Updated on September 2, 2022.
The highly pathogenic avian influenza (HPAI, aka H5N1) turned up in North America last December and is spreading fast from the east coast across the country. It reached California on July 15th (cf. CDFW news release) and is spreading rapidly from wildlife to domesticated bird killing more than 480,000 birds in Californian commercial and backyard flocks so far.
We are in lockdown and are keeping all our birds in their coop covered by a tarp until safe. The current CDFA recommendation is to keep all birds indoors until the end of the year.
It's a highly contagious viral disease associated with high mortality in poultry. If one bird tests positive in your flock, your whole flock will be killed by the CDC and you will have no say in it. Check out the USDA website for additional information.
Every chicken keeper (actually every bird owner!) should be extremely vigilant to prevent infection and implement strict biosecurity. Since the disease is spread by wild birds, we need to keep them away from our flock. The birds should be confined to a fenced area where no wild birds can come in, and the top should be covered so no wild birds' poop can fall in.
Below are some examples of how sanctuaries are protecting their resident birds.
Zinger Ranch farm sanctuary added a clear tarp on top of the chicken run to prevent wild birds' poop falling into their chicken area.

REQUIREMENT 1: According to the text on avian influenza, on what date did the disease reach California?
REQUIREMENT 2: Write out the avian influenza text again, starting with "Every chicken keeper" and going on through "their chicken area.", and replace "fenced area" with "enclosed pen".
REQUIREMENT 3: Extend the text on avian influenza and flock biosecurity by continuing it from where it stops.

(Dataset entries)
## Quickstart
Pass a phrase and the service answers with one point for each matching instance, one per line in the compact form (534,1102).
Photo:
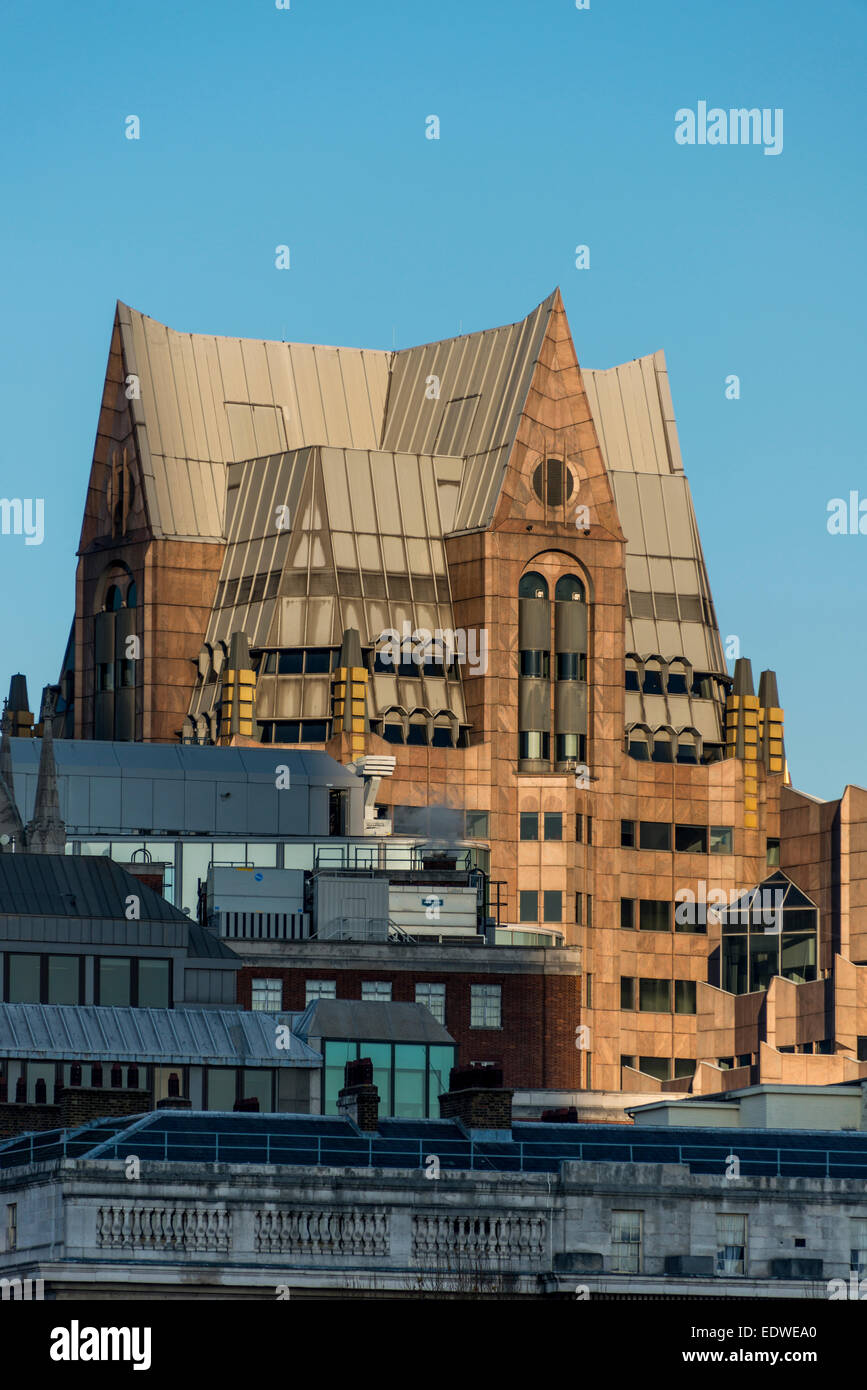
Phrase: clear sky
(306,127)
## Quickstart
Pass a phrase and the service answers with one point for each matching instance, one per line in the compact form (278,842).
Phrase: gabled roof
(93,1033)
(371,1020)
(77,886)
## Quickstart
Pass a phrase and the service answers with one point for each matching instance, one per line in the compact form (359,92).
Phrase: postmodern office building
(264,524)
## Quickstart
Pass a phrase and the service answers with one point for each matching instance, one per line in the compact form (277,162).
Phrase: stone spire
(10,820)
(46,833)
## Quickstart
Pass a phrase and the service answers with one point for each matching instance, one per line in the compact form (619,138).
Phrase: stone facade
(249,1232)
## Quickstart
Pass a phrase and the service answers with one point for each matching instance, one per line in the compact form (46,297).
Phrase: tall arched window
(532,587)
(570,588)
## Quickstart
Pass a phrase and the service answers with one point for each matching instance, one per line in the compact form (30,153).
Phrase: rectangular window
(434,998)
(655,915)
(221,1087)
(530,824)
(22,979)
(154,984)
(553,824)
(720,840)
(485,1007)
(267,995)
(655,834)
(656,1066)
(552,905)
(684,995)
(655,995)
(625,1243)
(528,902)
(320,990)
(691,840)
(377,991)
(857,1226)
(477,824)
(114,982)
(731,1244)
(63,980)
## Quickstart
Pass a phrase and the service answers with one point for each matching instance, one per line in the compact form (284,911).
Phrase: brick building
(482,559)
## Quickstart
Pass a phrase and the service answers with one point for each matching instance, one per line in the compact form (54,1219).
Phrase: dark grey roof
(374,1022)
(88,756)
(75,886)
(93,1033)
(203,943)
(332,1141)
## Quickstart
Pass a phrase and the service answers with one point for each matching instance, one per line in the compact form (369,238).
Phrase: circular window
(553,483)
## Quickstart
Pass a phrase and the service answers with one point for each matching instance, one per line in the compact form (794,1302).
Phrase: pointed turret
(742,736)
(349,692)
(770,726)
(11,830)
(46,833)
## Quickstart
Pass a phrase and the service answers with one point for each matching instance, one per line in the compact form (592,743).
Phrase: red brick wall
(535,1045)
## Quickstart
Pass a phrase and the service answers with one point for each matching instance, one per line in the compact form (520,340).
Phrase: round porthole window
(553,483)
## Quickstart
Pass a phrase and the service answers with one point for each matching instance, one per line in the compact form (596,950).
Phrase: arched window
(678,677)
(688,747)
(663,748)
(392,726)
(532,587)
(570,587)
(443,726)
(639,744)
(417,727)
(653,677)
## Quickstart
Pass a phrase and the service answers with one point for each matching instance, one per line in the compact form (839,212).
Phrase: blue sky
(306,127)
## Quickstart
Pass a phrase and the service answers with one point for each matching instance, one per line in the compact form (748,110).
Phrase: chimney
(359,1101)
(478,1100)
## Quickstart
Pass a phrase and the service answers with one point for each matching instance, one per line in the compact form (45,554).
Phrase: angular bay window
(114,980)
(655,995)
(485,1007)
(731,1243)
(653,915)
(655,834)
(530,824)
(22,979)
(625,1243)
(534,745)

YOUR RESPONSE 1: It reached California on July 15th.

YOUR RESPONSE 2:
Every chicken keeper (actually every bird owner!) should be extremely vigilant to prevent infection and implement strict biosecurity. Since the disease is spread by wild birds, we need to keep them away from our flock. The birds should be confined to a enclosed pen where no wild birds can come in, and the top should be covered so no wild birds' poop can fall in.
Below are some examples of how sanctuaries are protecting their resident birds.
Zinger Ranch farm sanctuary added a clear tarp on top of the chicken run to prevent wild birds' poop falling into their chicken area.

YOUR RESPONSE 3:
Four Roots Ranch & Sanctuary have locked up their birds in their run and added a large insect netting on top to prevent wild birds' poop falling into their chicken area. You will notice they also added lots of enrichment to keep their birds busy and fight boredom while they can't free range. They also wear boot covers every time anyone steps into the run.
Kindred Farm sanctuary wrapped their bird and bunny areas with a netting to prevent any wild birds from entering. They plan to keep it after the outbreak as it also protects their residents from predators.
Herd and Flock animal sanctuary is keeping all their birds in their barns, protecting all their outdoor runs with netting, and implementing a strict biosecurity protocol for everyone who needs to care for the birds.
They recently participated to a roundtable discussion about this outbreak. Listen here.
In short, treat your chicken area as a bubble: nothing in, nothing out.